DATA SHOWN:
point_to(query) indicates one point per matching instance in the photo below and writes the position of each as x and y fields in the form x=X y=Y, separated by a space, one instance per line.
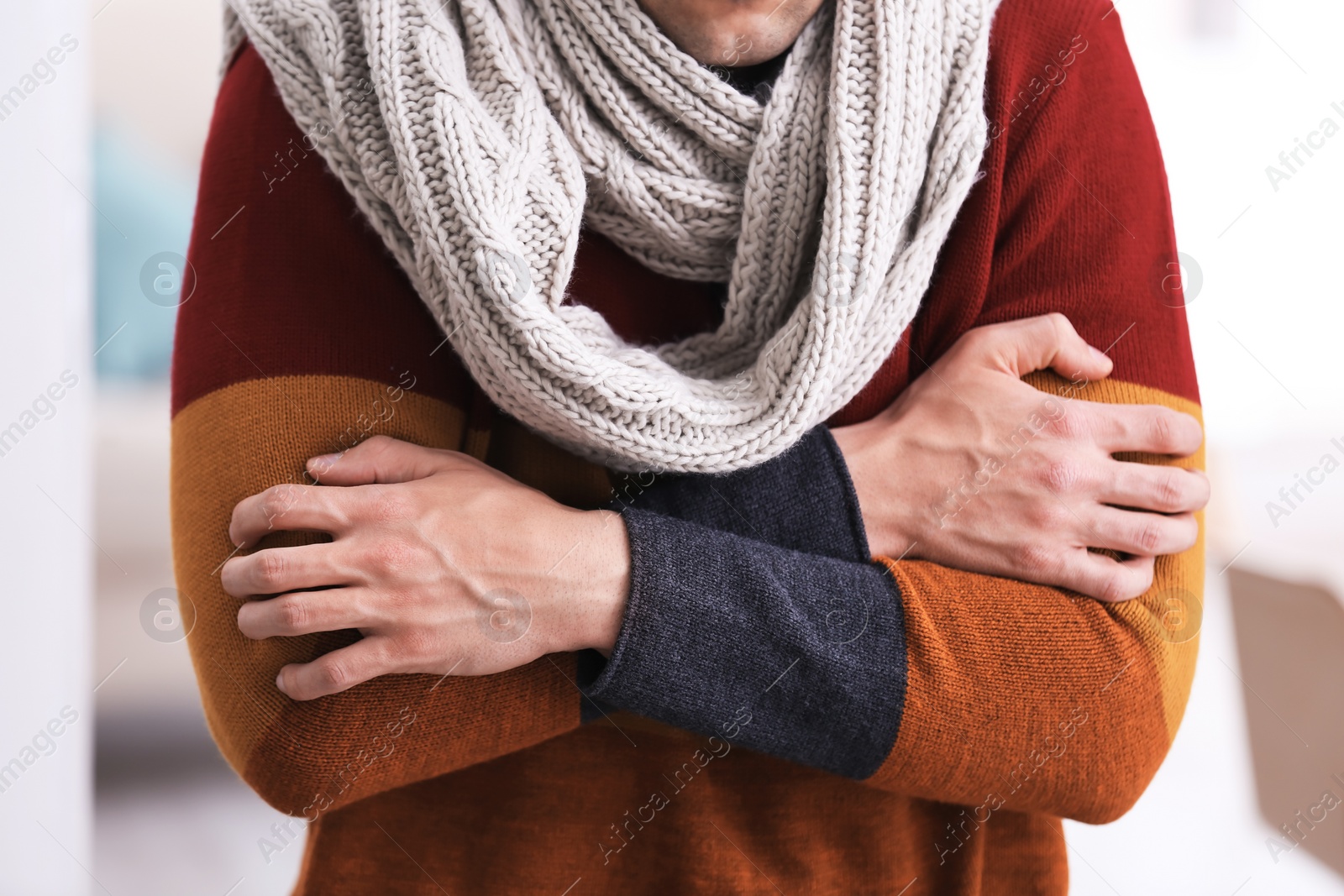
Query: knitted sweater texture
x=1018 y=705
x=480 y=136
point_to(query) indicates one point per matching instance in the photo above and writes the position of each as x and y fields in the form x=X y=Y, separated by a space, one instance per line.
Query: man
x=696 y=683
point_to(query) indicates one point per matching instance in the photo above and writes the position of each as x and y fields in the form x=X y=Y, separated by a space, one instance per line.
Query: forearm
x=913 y=676
x=308 y=757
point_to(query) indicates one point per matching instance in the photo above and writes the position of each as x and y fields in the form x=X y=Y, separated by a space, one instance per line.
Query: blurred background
x=101 y=160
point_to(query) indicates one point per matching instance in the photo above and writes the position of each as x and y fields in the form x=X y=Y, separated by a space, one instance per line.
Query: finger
x=1142 y=427
x=288 y=506
x=338 y=671
x=1148 y=535
x=276 y=570
x=304 y=613
x=1042 y=343
x=1147 y=486
x=1106 y=579
x=383 y=459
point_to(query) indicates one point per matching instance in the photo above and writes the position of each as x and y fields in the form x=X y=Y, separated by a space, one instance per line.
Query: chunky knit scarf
x=479 y=134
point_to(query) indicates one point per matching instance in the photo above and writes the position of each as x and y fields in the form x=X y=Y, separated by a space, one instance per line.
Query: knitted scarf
x=479 y=134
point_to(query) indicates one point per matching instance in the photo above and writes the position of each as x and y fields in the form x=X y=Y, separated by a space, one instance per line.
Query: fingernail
x=323 y=463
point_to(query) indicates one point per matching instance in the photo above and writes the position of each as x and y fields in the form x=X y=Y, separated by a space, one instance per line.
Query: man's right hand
x=974 y=469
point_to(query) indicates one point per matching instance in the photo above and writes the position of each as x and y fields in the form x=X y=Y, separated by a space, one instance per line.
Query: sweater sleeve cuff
x=799 y=656
x=801 y=500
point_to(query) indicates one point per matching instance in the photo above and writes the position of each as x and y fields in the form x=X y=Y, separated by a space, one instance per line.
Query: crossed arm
x=759 y=591
x=990 y=681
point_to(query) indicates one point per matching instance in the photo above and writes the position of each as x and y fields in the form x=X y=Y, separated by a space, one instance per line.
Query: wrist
x=869 y=459
x=593 y=584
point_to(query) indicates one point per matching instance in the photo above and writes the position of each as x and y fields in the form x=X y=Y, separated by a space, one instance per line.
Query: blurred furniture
x=1290 y=642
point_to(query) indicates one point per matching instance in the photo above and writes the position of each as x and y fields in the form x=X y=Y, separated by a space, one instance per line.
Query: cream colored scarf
x=479 y=134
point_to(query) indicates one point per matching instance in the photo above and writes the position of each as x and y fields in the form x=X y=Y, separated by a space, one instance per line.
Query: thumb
x=1042 y=343
x=382 y=459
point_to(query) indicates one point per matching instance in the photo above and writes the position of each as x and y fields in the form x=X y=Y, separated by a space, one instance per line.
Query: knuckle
x=1037 y=559
x=1053 y=517
x=1063 y=474
x=276 y=501
x=1113 y=587
x=333 y=674
x=292 y=614
x=389 y=557
x=270 y=570
x=1169 y=492
x=1164 y=430
x=1148 y=537
x=1059 y=324
x=417 y=645
x=1068 y=426
x=387 y=506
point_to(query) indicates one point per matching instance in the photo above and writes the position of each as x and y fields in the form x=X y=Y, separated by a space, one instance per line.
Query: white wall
x=45 y=485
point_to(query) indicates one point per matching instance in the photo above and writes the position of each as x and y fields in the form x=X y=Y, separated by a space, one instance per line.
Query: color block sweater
x=783 y=711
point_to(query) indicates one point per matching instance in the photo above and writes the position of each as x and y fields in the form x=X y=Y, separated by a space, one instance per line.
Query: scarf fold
x=477 y=136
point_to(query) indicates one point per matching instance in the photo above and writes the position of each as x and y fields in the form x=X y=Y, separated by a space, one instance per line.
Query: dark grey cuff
x=799 y=654
x=800 y=500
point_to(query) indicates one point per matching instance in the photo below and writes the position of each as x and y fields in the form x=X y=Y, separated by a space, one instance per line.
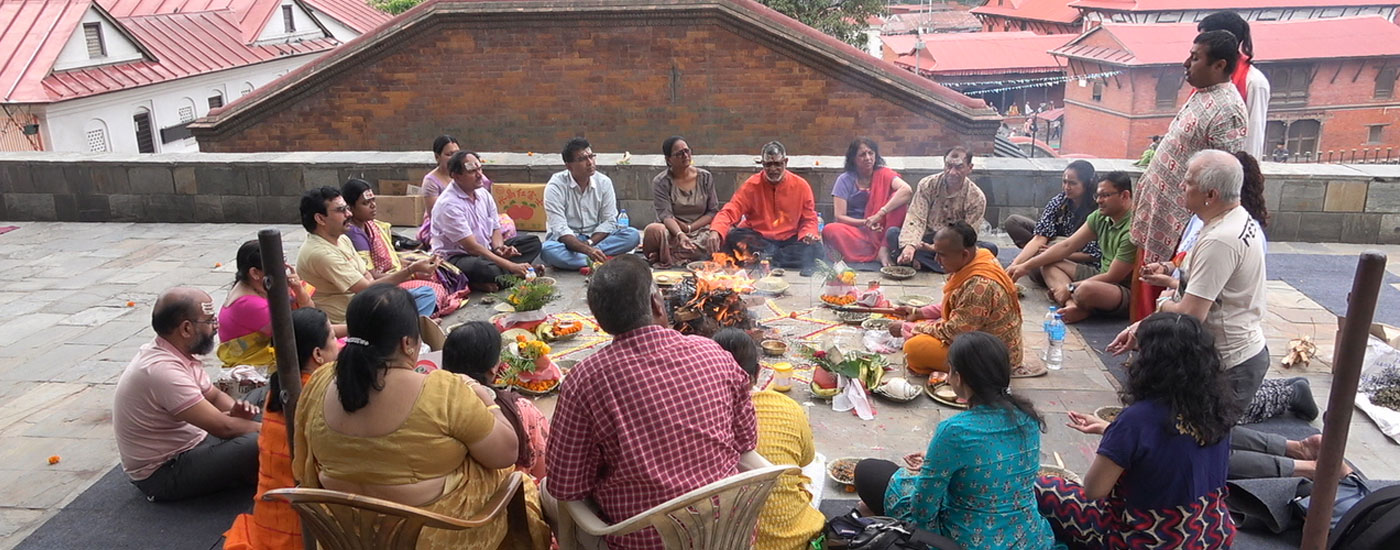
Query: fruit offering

TASK DETAILS: Output every line of the records above as a numbered list, omitting blank lines. Leave the pictures out.

FINISHED EXERCISE:
1. point_to(query) indicates one point per matching instance in the photo below and writes the position of each as x and y fields in the form x=X y=Y, separated by a space, one instance per line.
2. Query: knitted sweater texture
3. x=1018 y=705
4. x=480 y=136
5. point_to(query) indicates one point per matching instance in the photo above and writes the position of each as x and y fields in the form x=X y=Y, separated by a space, one instance per line.
6. Query: man
7. x=696 y=683
8. point_to(query) indicates one point per matching instance in the photo above and writes the position of each as x and y fields in the form x=X y=Y, separated by a space, one instance per line.
9. Query: forearm
10. x=913 y=676
11. x=308 y=757
12. point_to(query) indicates one point per matching instance in the photo above and writes the position of each as x and y fields in the form x=X y=Y, separated by a space, one instance per line.
13. Query: blurred background
14. x=101 y=160
15. point_to(query) indicates one point per matching instance in the photo above and writes the position of each as x and y fields in the form x=X y=Y, separated by a space, one instance per line.
16. Query: finger
17. x=1142 y=427
18. x=288 y=506
19. x=338 y=671
20. x=1148 y=535
21. x=276 y=570
22. x=304 y=613
23. x=1042 y=343
24. x=1147 y=486
25. x=1106 y=579
26. x=383 y=459
27. point_to(query) indicates one point per matching instance in the photo above and writes the position of each as x and y fields in the form x=X y=Y, separated by a space, one instance per line.
28. Query: chunky knit scarf
29. x=479 y=134
30. point_to(query) indicates one point per matching instance in the photo above and writes the position of each as x and y fields in the form x=X y=Y, separated by a space, one instance per line.
31. Query: knitted scarf
32. x=479 y=134
33. point_to(query) indicates one point per matching instance in the photo above and writes the position of each as x and y fields in the form x=X y=Y, separated by a space, one instance per line.
34. Query: fingernail
35. x=323 y=463
36. point_to(query) indicates one point per matching instance in the photo above and writes the position of each as x and y fields in the form x=X y=Y, separated by a space, one instance per line.
37. Query: man's right hand
38. x=974 y=469
39. point_to(query) indicates one point per matching instance in the photo above and writes the position of each as x and y fields in the form x=X y=Y, separated by a space, one instance per line.
40. Query: sweater sleeve cuff
41. x=799 y=656
42. x=801 y=500
43. point_to(query) indicates one point per matching instance in the photo above and writes the position of each as x and y fields in the form x=X y=Y, separated by a space, one instance per line.
44. Query: crossed arm
45. x=759 y=591
46. x=990 y=681
47. point_to(query) indicates one point per matching instance in the photo above and writes the position of each as x and y fields in the form x=X y=Y, separated by a space, one instance per line.
48. Query: wrist
49. x=869 y=459
50. x=593 y=584
51. point_to(query) indicates one point per matching instance in the photo above and writes the position of each as x and y fields in the form x=X y=Y, separated by a space, one instance per line.
52. Query: blurred furniture
53. x=1290 y=642
54. point_to(query) indicates one point per matching instance in the photo above and writes the position of each as x and y fields in the form x=X y=Y, separated by a space, one instance per line.
55. Query: cream colored scarf
56. x=479 y=134
57. point_to(query) indicates one point per matching instance in the photo above and writes the position of each as x and y fields in the form x=X y=Y, separated by a space, one instance per line.
58. Query: thumb
59. x=1042 y=343
60. x=382 y=459
61. point_to(query) indicates one point per matching instance in the photo above and writes the position of each as x and y fields in the form x=X y=Y, separated by a space, one instance per line.
62. Query: knuckle
63. x=1037 y=559
64. x=1053 y=517
65. x=1063 y=474
66. x=276 y=501
67. x=1113 y=587
68. x=333 y=674
69. x=292 y=614
70. x=389 y=557
71. x=270 y=570
72. x=1169 y=492
73. x=1164 y=430
74. x=1148 y=537
75. x=1059 y=324
76. x=417 y=645
77. x=1068 y=426
78. x=387 y=506
79. point_to(query) indicates one point per matching instance in the photo above and writes the position of each as x and y fields in the form x=X y=Y, separated by a space, one instance per line.
80. Query: white wall
81. x=45 y=485
82. point_to(query) indicates one point per matching instance in the photo above and writes the position of each as x and y fields in the form x=X y=Y, separated by a space, one instance per line.
83. Query: color block sweater
84. x=783 y=711
85. point_to(query) indicates one point per matching instance in the photo above and writes the position of each as x and y fields in the form x=X y=Y, separated by a space, one instance per line.
86. Query: scarf fold
87. x=477 y=136
88. point_to(query) indicates one point per matching instance in the photo above and writes the position of each as x and y fields in the form x=X y=Y, separated by a space, one instance per line.
89. Query: dark grey cuff
90. x=799 y=654
91. x=800 y=500
92. point_to(query) indicates one point per matching instance in the photo below and writes the position of each as x and y fields in the form x=X y=Y, separated by a space, one instance per line.
93. Query: fruit offering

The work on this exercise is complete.